WHAT THE TASK ASKS: Give again, unaltered, the lines of the listing below that run from the line having "Target: sun shade structure" through the line having "Target: chaise lounge".

◆ ◆ ◆

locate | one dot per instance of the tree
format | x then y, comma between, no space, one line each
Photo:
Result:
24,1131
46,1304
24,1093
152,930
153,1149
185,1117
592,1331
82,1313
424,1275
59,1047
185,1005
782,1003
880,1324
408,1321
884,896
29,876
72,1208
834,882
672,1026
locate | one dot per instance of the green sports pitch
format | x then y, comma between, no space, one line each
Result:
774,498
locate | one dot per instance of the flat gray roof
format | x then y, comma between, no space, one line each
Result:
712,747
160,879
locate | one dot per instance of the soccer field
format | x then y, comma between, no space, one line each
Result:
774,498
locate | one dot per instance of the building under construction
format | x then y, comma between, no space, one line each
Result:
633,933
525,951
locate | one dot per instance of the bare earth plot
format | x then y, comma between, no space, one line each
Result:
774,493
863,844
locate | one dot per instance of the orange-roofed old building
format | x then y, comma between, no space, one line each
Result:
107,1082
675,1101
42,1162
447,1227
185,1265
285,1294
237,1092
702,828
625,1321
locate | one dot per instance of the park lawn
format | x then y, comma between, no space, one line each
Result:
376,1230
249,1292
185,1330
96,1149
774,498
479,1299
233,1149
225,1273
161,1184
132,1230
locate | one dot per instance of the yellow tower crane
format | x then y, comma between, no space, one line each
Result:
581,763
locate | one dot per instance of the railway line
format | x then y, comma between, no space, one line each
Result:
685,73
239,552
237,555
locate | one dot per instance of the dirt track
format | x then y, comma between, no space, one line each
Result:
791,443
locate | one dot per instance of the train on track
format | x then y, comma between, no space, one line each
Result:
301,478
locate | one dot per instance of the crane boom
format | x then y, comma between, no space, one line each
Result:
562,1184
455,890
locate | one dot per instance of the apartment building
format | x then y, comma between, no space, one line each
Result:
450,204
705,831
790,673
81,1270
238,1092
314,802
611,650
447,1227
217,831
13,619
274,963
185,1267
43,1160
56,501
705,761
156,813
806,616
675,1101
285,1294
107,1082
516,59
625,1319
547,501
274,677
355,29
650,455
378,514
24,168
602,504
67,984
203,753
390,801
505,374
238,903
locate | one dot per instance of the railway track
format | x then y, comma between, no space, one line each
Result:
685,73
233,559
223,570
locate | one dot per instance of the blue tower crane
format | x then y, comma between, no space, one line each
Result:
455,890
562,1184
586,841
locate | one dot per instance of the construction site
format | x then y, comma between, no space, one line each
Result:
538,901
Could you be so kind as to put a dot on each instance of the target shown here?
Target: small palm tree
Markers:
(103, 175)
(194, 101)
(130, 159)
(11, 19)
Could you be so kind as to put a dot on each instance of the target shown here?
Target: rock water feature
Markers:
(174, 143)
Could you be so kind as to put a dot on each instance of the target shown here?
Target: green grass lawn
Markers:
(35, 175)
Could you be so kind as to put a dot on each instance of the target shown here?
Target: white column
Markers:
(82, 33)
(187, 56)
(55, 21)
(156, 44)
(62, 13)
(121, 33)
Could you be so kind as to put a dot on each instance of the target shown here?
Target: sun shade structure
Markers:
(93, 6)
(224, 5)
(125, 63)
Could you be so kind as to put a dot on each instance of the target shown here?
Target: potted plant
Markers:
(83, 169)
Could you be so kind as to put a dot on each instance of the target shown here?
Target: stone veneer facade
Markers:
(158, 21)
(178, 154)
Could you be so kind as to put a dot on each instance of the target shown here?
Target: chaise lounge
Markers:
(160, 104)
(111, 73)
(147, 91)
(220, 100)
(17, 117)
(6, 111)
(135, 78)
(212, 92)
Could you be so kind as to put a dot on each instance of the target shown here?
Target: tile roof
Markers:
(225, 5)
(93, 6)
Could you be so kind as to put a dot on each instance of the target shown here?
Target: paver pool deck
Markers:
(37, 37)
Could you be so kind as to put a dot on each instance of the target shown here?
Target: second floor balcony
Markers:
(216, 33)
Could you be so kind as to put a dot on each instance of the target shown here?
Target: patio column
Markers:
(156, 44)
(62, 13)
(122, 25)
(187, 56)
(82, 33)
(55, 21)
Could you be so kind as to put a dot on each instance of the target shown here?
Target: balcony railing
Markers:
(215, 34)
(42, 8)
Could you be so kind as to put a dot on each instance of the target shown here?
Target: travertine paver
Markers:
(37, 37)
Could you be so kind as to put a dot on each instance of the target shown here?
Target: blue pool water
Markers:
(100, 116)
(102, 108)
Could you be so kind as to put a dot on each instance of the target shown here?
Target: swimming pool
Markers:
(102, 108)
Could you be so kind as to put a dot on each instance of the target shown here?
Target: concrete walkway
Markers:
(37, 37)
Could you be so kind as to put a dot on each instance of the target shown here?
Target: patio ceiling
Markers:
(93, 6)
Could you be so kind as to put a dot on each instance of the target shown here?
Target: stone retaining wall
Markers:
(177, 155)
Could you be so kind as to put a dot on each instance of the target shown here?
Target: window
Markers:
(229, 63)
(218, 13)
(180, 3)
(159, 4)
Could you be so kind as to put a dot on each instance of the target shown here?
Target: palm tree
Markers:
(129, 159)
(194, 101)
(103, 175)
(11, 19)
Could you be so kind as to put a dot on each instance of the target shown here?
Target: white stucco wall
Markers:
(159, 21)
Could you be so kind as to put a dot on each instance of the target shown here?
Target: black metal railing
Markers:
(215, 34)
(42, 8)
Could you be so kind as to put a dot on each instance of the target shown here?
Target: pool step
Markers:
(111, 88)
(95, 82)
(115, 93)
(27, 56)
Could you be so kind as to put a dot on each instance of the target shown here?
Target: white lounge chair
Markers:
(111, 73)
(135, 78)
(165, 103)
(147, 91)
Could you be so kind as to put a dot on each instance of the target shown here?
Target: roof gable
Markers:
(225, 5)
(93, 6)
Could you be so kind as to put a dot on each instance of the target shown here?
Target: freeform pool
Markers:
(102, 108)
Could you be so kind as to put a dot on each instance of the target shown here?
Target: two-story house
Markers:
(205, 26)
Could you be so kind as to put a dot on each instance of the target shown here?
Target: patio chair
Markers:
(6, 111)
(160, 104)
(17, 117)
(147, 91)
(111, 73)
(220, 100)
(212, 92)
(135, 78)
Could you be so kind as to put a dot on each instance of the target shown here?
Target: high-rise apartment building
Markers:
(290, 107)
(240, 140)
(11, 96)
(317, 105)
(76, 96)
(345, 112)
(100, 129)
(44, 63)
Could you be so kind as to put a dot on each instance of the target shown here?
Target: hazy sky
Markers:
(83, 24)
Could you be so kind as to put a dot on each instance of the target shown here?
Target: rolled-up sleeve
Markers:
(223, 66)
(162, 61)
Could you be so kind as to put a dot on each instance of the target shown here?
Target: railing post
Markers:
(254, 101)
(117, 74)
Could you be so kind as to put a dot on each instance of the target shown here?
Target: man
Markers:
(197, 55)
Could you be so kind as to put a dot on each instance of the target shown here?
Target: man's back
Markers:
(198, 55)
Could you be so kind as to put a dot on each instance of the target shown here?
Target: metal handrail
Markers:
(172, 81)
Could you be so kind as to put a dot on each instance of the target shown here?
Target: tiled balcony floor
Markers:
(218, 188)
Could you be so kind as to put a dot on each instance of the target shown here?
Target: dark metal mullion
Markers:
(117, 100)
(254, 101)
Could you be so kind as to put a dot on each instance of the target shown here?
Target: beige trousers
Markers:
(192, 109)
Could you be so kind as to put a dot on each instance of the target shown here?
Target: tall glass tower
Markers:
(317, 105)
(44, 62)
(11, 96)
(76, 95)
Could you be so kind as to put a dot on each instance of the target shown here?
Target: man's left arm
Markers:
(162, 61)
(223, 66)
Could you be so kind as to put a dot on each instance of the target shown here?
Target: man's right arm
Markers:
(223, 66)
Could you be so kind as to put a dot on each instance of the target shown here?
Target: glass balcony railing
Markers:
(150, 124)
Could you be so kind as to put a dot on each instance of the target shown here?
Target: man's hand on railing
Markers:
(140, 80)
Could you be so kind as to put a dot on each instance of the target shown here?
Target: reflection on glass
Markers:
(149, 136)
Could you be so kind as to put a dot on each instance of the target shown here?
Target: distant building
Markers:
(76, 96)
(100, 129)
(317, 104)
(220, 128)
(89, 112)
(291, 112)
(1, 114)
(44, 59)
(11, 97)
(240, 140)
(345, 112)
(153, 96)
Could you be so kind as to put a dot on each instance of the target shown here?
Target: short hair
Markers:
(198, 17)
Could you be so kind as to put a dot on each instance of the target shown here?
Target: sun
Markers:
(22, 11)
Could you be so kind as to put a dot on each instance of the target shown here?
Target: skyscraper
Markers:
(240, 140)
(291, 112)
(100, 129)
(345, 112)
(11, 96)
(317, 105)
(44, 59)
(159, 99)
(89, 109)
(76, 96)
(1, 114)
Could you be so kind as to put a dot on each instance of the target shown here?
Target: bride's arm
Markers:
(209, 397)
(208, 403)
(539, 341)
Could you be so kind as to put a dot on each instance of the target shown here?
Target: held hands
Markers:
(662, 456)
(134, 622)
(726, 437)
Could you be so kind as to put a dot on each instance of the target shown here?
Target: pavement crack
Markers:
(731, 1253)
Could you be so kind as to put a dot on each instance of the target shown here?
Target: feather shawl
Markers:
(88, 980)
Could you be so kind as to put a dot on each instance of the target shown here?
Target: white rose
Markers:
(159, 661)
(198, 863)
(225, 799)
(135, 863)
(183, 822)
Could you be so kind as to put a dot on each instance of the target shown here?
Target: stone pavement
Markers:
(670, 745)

◆ ◆ ◆

RESPONSE TO THIS EXERCISE:
Target: sun shade structure
Markers:
(93, 6)
(224, 5)
(125, 63)
Could you be so kind as to put a dot on each instance of the target shown here?
Target: potted plant
Markers:
(83, 169)
Could you be so kind as to put a dot on each instance of the target shown here?
Target: stone veneer facade
Markers:
(158, 21)
(178, 154)
Could you be so kind as to put a dot on each instance of the target shown here?
Target: chaise lounge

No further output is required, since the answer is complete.